Quoted passage »
----
Google Groups no longer supports new Usenet posts or subscriptions. Historical content remains viewable.
Dismiss

APFS - not case sensitive?

486 views
Skip to first unread message

Krzysztof Mitko

unread,
Sep 27, 2017, 8:07:55 AM9/27/17
to
Hello,

I was under the impression that APFS will be case-sensitive, so I am
pleasently surprised it’s not the case:

~$ mkdir test

~$ mkdir TEST

mkdir: TEST: File exists

Is it because my disk was converted from case-insensitive HFS+, or is it a
default APFS setting?
--
Chemical engineers do it in packed beds.

Lewis

unread,
Sep 27, 2017, 8:42:34 AM9/27/17
to
In message <0001HW.1F7BCC1800...@news.eternal-september.org> Krzysztof Mitko <inv...@kmitko.at.list.dot.pl> wrote:
> Hello,

> I was under the impression that APFS will be case-sensitive, so I am
> pleasently surprised it’s not the case:

> ~$ mkdir test

> ~$ mkdir TEST

> mkdir: TEST: File exists

> Is it because my disk was converted from case-insensitive HFS+, or is it a
> default APFS setting?

I think neither. APFS is case sensitive by design but has a
case-insensitive variant in macOS (but not in iOS, watchOS or tvOS).

Ah, here we go:

<https://developer.apple.com/library/content/documentation/FileManagement/Conceptual/APFS_Guide/FAQ/FAQ.html>
APFS accepts only valid UTF-8 encoded filenames for creation, and
preserves both case and normalization of the filename on disk in all
variants. APFS, like HFS+, is case-sensitive on iOS and is available in
case-sensitive and case-insensitive variants on macOS, with
case-insensitive being the default.

In macOS High Sierra, APFS is normalization-insensitive in both the
case-insensitive and case-sensitive variants, using a hash-based native
normalization scheme.

--
You think you can catch Keyser Soze?
----
Data provided »

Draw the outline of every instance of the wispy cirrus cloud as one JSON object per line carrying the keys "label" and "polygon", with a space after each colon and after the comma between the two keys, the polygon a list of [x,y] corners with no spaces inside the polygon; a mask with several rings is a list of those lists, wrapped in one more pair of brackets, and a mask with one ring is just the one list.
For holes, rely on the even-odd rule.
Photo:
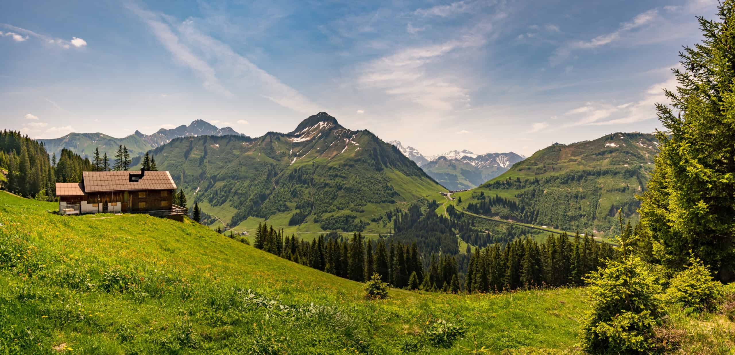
----
To-do list »
[1] Using the APFS thread, say whether each statement agrees with it, answering yes or no and quoting the deciding words: (a) on macOS, the case-insensitive variant of APFS is the default; (b) APFS accepts filenames in any encoding when creating them; (c) in macOS High Sierra, the case-sensitive variant of APFS is normalization-sensitive.
[2] Write the next part of the APFS thread, picking up right after its last line.
The material was drawn from a separate source and has no connection to the APFS thread.

Exercise answers »
[1]
(a) Yes: "with case-insensitive being the default."
(b) No: "APFS accepts only valid UTF-8 encoded filenames for creation"
(c) No: "APFS is normalization-insensitive in both the case-insensitive and case-sensitive variants"

[2]
Krzysztof Mitko

unread,
Sep 27, 2017, 10:00:17 AM9/27/17
to
On 27 Sep 2017, Lewis wrote
(in article <slrnosn75n....@snow.local>):

> In message<0001HW.1F7BCC1800...@news.eternal-september.org>
> Krzysztof Mitko <inv...@kmitko.at.list.dot.pl> wrote:
> > Hello,
>
> > I was under the impression that APFS will be case-sensitive, so I am
> > pleasently surprised it’s not the case:
>
> > > $ mkdir test
>
> > > $ mkdir TEST
>
> > mkdir: TEST: File exists
>
> > Is it because my disk was converted from case-insensitive HFS+, or is it a
> > default APFS setting?
>
> I think neither. APFS is case sensitive by design but has a
> case-insensitive variant in macOS (but not in iOS, watchOS or tvOS).
>
> Ah, here we go:
>
> <https://developer.apple.com/library/content/documentation/FileManagement/Conc
> eptual/APFS_Guide/FAQ/FAQ.html>
> APFS accepts only valid UTF-8 encoded filenames for creation, and
> preserves both case and normalization of the filename on disk in all
> variants. APFS, like HFS+, is case-sensitive on iOS and is available in
> case-sensitive and case-insensitive variants on macOS, with
> case-insensitive being the default.
>
> In macOS High Sierra, APFS is normalization-insensitive in both the
> case-insensitive and case-sensitive variants, using a hash-based native
> normalization scheme.

Thanks for answer.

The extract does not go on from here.